**Exercise objective**
Both the line containing "Task: indicate one point per instance of the person" and the last line of the listing are included: write out exactly the lines from one to the other.
· · · · · · ·
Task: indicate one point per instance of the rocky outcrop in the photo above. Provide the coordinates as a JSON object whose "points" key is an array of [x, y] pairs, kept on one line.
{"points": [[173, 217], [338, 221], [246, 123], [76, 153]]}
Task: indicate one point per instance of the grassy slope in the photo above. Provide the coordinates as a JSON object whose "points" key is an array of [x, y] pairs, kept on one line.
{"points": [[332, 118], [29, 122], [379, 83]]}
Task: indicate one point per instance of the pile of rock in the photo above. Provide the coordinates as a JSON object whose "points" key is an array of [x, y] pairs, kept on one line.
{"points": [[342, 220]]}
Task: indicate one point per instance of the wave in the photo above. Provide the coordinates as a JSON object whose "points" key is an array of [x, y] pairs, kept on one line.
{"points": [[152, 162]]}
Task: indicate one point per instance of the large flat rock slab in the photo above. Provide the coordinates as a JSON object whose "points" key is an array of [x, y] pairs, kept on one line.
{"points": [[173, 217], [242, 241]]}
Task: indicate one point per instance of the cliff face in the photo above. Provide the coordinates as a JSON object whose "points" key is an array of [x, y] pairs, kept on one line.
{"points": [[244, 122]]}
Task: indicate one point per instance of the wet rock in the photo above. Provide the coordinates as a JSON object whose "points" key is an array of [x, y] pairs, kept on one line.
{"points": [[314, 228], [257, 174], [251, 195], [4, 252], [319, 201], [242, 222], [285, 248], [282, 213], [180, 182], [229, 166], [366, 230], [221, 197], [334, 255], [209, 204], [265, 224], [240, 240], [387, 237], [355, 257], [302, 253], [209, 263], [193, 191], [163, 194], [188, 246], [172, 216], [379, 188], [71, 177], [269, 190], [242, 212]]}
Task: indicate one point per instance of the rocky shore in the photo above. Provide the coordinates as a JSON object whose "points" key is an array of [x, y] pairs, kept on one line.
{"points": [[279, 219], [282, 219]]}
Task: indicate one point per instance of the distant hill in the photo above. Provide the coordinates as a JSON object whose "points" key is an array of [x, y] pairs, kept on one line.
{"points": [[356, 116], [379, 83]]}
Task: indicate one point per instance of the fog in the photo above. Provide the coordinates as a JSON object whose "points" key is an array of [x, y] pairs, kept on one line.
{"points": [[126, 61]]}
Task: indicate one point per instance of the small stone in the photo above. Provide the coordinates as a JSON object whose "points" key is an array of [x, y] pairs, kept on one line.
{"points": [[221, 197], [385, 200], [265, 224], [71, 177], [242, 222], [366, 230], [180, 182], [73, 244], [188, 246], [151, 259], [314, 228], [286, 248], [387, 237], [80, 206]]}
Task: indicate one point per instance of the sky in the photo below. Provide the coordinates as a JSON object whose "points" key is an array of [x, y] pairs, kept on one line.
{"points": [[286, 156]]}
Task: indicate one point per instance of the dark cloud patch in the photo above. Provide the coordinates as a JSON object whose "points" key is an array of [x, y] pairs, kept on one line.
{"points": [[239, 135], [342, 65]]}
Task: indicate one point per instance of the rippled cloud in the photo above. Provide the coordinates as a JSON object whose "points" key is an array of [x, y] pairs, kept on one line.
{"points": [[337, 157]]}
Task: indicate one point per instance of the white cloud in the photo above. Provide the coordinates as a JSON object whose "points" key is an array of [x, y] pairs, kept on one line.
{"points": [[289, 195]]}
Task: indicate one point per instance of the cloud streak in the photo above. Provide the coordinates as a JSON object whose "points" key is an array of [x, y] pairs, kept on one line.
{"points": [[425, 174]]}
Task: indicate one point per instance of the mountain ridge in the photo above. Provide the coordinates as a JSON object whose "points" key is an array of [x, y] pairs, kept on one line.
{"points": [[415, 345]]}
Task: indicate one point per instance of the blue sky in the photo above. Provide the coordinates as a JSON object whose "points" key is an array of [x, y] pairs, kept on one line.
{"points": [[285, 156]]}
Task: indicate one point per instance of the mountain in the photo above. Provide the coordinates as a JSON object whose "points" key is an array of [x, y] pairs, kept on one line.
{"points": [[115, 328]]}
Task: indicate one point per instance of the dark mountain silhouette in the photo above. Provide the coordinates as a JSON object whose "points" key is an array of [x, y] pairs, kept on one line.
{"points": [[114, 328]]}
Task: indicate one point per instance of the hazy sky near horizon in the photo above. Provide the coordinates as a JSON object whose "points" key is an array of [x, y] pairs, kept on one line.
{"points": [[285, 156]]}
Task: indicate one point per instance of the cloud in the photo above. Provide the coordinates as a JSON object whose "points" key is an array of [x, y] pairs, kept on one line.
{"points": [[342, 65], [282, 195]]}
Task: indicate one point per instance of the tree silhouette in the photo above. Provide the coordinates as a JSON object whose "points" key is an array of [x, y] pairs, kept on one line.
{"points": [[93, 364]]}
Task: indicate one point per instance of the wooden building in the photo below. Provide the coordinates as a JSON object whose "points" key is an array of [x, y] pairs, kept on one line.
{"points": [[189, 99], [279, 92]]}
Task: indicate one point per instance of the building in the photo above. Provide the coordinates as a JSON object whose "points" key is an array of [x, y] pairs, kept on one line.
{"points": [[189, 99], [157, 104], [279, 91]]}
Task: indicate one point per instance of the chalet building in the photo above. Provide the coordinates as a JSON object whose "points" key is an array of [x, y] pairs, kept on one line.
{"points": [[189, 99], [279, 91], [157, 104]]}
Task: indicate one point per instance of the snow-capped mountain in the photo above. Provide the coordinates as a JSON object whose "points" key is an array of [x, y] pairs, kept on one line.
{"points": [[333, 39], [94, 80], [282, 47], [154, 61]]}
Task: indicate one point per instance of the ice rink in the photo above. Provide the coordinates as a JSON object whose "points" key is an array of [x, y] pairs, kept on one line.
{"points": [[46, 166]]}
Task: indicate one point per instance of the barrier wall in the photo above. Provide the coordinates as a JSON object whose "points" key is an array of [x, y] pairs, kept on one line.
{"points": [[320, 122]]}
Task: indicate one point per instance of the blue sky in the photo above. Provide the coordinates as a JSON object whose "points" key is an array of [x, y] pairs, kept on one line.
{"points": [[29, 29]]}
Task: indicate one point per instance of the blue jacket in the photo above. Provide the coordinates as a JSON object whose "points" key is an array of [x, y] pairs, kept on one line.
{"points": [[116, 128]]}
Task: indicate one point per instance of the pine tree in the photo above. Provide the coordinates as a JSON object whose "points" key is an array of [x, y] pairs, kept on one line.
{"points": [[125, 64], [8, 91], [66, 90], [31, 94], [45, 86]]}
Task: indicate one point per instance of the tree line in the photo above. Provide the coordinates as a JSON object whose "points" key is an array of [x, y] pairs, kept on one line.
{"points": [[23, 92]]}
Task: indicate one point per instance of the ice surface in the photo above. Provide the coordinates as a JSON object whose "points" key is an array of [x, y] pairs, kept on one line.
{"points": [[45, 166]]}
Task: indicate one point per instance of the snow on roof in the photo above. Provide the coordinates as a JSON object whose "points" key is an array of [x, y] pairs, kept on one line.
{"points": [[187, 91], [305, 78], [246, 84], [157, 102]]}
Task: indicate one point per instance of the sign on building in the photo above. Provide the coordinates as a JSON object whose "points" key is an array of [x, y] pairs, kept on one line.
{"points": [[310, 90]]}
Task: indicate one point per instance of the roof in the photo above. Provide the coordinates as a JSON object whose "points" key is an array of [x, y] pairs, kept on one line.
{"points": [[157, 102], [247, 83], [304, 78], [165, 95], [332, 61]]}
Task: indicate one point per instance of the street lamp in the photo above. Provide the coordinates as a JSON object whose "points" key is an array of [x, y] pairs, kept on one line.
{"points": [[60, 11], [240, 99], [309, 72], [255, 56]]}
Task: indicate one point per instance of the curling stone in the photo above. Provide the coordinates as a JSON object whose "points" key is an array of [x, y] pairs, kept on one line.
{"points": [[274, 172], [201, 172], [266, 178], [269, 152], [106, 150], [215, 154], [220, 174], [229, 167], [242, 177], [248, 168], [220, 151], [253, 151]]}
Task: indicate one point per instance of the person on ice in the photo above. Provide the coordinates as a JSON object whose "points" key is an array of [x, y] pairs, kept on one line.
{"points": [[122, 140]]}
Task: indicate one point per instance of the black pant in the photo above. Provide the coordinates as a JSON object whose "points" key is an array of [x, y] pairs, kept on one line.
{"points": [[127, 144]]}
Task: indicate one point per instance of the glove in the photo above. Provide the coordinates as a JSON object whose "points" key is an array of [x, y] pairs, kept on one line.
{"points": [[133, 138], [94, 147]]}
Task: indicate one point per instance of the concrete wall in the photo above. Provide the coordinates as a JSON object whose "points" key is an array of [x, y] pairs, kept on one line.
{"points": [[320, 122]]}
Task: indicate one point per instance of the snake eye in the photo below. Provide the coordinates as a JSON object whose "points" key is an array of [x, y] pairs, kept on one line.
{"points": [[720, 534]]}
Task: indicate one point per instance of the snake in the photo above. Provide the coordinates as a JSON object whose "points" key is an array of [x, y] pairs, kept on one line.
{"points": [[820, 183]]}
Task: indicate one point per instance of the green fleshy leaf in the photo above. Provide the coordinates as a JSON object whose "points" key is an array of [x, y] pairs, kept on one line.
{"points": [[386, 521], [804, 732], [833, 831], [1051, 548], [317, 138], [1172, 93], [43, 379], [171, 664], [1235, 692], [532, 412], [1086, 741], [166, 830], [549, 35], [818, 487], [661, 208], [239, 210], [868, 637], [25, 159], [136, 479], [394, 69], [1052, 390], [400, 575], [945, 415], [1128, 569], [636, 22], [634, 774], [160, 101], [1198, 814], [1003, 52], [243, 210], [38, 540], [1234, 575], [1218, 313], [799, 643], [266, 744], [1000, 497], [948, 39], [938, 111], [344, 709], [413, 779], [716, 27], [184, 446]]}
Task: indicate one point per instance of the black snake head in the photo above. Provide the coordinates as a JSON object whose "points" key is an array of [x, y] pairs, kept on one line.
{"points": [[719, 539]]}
· · · · · · ·
**Response to this exercise**
Task: indicate one point per instance of the person on ice in the photo above. Provide the coordinates as a JSON object whose "points" key is an array of [x, y] pairs, kept on one line.
{"points": [[122, 140]]}
Task: indicate one point per instance of the black pant in the photo above. Provide the coordinates as a JSON object whose "points" key is an array of [x, y] pairs, kept on one line.
{"points": [[127, 144]]}
Task: indicate one point per instance of the glove in the photo above. Provide the coordinates as a JSON object whose "points" key is an array of [x, y] pairs, kept on one line.
{"points": [[133, 138], [94, 147]]}
Task: indicate one point per instance of the concrete wall in the photo above. Provide the coordinates as a JSON object whose "points" key is an array of [x, y] pairs, kept on one line.
{"points": [[320, 122]]}
Task: indicate one point per instance of the snake eye in the photo below. Provide the coordinates as a JSON object whose "points" key is an array of [x, y] pairs, kept on one line.
{"points": [[720, 534]]}
Task: indicate one point per instance of the snake in the photo above. Provide the coordinates as a JSON object whose "points" key is an array of [x, y] pairs, kept on one line.
{"points": [[820, 183]]}
Task: indicate one point per instance of the green fleshy leaf in the photo above. Provide the coordinates as a JSON object whose "points" key is an array of [x, y] pairs, kept on one line.
{"points": [[386, 521], [804, 732], [833, 831], [1051, 548], [317, 138], [1172, 93], [43, 379], [171, 664], [1235, 692], [532, 412], [1086, 741], [166, 830], [549, 35], [818, 487], [661, 208], [239, 210], [868, 637], [25, 159], [136, 479], [394, 69], [1052, 390], [400, 575], [945, 415], [1128, 569], [636, 22], [634, 774], [160, 101], [1198, 814], [1003, 52], [243, 210], [38, 540], [1234, 575], [1218, 313], [799, 643], [266, 744], [1000, 497], [948, 39], [938, 111], [344, 709], [413, 779], [716, 27], [184, 446]]}
Task: indicate one point per instance of the black snake head in the photo above. Provide the coordinates as a JSON object whose "points" key is an array of [x, y] pairs, kept on one line.
{"points": [[719, 539]]}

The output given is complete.